*Extrait*.

========================================

C O U R D ' A P P E L D ' O R L É A N S

CHAMBRE SOCIALE - A -

Section 1

PRUD'HOMMES

Exp +GROSSES le 19 juillet 2024 à

la SARL CDSL AVOCATS

la SELAS SELAS CAYOL CAHEN TREMBLAY & ASSOCIES

FCG

ARRÊT du : 19 JUILLET 2024

MINUTE N° : - 24

N° RG 22/02131 - N° Portalis DBVN-V-B7G-GUR5

DÉCISION DE PREMIÈRE INSTANCE : CONSEIL DE PRUD'HOMMES - FORMATION PARITAIRE DE TOURS en date du 09 Août 2022 - Section : COMMERCE

APPELANT :

Monsieur [P] [X]

né le 31 Mai 1975 à [Localité 9]

[Adresse 4]

[Localité 3]

représenté par Me Delphine LUÇON de la SARL CDSL AVOCATS, avocat au barreau de TOURS

ET

INTIMÉE :

S.A.S. DEPAN MOTO La société DEPAN MOTO, SAS au Capital de 3000€, immatriculée au RCS de PONTOISE sous le numéro 809 022 221, dont le siège social se situe [Adresse 1] et son établissement secondaire sis [Adresse 2] à [Localité 6], prise en la personne de son représentant légal.

[Adresse 1]

[Adresse 1]

[Localité 5] / FRANCE

représentée par Me Sophie VINCENT de la SELAS SELAS CAYOL CAHEN TREMBLAY & ASSOCIES, avocat au barreau de PARIS

Ordonnance de clôture : le 26 janvier 2024

Audience publique du 12 Mars 2024 tenue par Mme Florence CHOUVIN,, et ce, en l'absence d'opposition des parties, assisté/e lors des débats de Monsieur Jean-Christophe ESTIOT, Greffier.

========================================

*Consigne A*. Filtrez les enregistrements ci-dessous en recopiant chaque ligne qui contient la chaîne "traces".

*Enregistrements listés*.
========================================

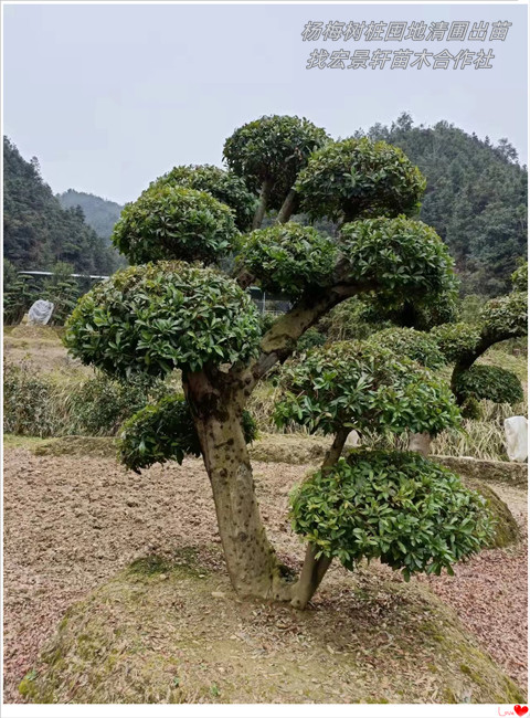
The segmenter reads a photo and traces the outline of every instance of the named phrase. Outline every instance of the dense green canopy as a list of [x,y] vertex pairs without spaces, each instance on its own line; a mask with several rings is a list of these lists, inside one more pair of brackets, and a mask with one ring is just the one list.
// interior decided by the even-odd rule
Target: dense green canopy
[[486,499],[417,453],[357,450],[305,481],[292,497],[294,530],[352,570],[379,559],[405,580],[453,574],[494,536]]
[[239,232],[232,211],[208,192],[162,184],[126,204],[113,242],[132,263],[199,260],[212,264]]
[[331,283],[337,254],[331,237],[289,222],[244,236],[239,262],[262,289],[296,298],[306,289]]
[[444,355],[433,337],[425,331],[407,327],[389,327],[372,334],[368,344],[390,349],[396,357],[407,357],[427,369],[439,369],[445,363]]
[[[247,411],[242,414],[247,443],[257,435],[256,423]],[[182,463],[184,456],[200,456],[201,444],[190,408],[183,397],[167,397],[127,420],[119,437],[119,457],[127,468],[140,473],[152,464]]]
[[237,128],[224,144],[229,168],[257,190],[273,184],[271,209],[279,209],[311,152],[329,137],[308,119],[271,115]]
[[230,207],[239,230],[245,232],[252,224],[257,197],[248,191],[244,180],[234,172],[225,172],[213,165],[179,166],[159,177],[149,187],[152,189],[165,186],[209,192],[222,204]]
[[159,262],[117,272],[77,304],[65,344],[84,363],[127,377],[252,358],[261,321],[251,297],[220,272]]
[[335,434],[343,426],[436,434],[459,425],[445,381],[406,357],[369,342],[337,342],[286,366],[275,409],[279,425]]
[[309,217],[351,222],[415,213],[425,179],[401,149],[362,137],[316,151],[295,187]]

========================================

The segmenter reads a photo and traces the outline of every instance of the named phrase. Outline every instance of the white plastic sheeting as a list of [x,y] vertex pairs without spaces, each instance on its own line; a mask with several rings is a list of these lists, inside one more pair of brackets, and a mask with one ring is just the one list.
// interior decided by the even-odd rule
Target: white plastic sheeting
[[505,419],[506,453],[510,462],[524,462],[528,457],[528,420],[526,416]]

========================================

*Consigne B*. Produisez à l'identique le passage de l'arrêt allant de "[Localité 3]" à "son représentant légal.".

*Sortie complète A*.
The segmenter reads a photo and traces the outline of every instance of the named phrase. Outline every instance of the dense green canopy as a list of [x,y] vertex pairs without spaces, each instance on its own line; a mask with several rings is a list of these lists, inside one more pair of brackets, and a mask with one ring is just the one list.
The segmenter reads a photo and traces the outline of every instance of the named phrase. Outline every instance of the white plastic sheeting as a list of [x,y] vertex pairs without spaces, each instance on its own line; a mask with several rings is a list of these lists, inside one more pair of brackets, and a mask with one ring is just the one list.

*Sortie complète B*.
[Localité 3]

représenté par Me Delphine LUÇON de la SARL CDSL AVOCATS, avocat au barreau de TOURS

ET

INTIMÉE :

S.A.S. DEPAN MOTO La société DEPAN MOTO, SAS au Capital de 3000€, immatriculée au RCS de PONTOISE sous le numéro 809 022 221, dont le siège social se situe [Adresse 1] et son établissement secondaire sis [Adresse 2] à [Localité 6], prise en la personne de son représentant légal.